**Document section**
—————

Because initializing large amounts of computer memory delays the
boot up process of a computer system, deferring the initialization
of some of the memory decreases the boot up time of the computer
system. After determining the total memory in the computer system,
the method divides the memory into two group such that a first
memory group is initialized and used to boot up the computer
system. The remaining memory, or second memory group, may be
initialized during system management interrupts (SMI). Thus, the
boot up time of the computer system will be decreased.
[0012] Another technical advantage is providing a system and method
of decreasing the boot up time in a computer system while testing
the memory. Testing of each memory module, typically, may be
performed in addition to initialization of the memory. Testing
usually takes significantly longer since each part of the memory is
reviewed for a potential problem. Despite the significant increase
in time, computer system administrators routinely perform the test
on the memory. Thus, a first memory group is initialized and
tested, and made available to the computer system for loading an
operating system. Meanwhile, the remaining memory may be
initialized and tested during SMI events. Thus, the boot time of
the computer system may be decreased while allowing for testing of
all the computer memory.
[0013] All, some, or none of these technical advantages may be
present in various embodiments of the present invention. Other
technical advantages will be apparent to one skilled in the art
from the following figures, descriptions, and claims.

—————

Items from a data source:
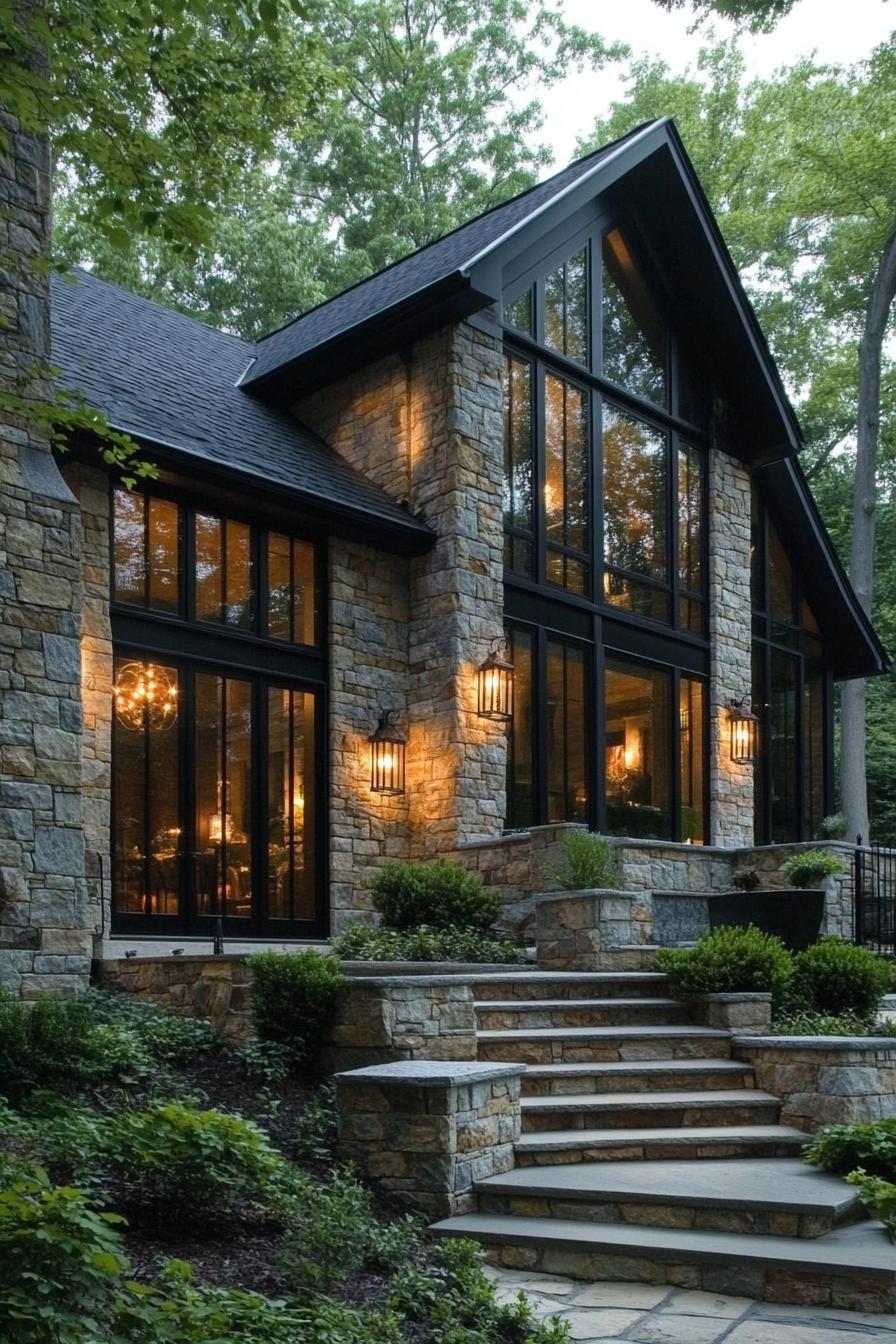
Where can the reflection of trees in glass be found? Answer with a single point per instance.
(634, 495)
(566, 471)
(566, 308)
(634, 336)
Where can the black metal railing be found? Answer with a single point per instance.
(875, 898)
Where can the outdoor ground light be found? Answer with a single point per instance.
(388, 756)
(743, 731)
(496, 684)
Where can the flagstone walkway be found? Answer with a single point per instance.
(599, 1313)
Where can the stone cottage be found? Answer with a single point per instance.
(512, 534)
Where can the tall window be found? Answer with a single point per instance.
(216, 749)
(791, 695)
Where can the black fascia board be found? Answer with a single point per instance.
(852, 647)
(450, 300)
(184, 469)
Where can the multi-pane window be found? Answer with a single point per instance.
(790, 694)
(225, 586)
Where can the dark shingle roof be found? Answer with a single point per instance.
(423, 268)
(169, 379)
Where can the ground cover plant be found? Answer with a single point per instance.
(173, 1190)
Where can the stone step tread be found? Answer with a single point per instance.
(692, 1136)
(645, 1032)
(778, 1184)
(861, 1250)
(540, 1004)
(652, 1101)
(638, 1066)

—————

Copy the memory initialization passage from "[0012] Another technical" to "the computer memory.", renaming "memory module" to "memory device" throughout.

[0012] Another technical advantage is providing a system and method
of decreasing the boot up time in a computer system while testing
the memory. Testing of each memory device, typically, may be
performed in addition to initialization of the memory. Testing
usually takes significantly longer since each part of the memory is
reviewed for a potential problem. Despite the significant increase
in time, computer system administrators routinely perform the test
on the memory. Thus, a first memory group is initialized and
tested, and made available to the computer system for loading an
operating system. Meanwhile, the remaining memory may be
initialized and tested during SMI events. Thus, the boot time of
the computer system may be decreased while allowing for testing of
all the computer memory.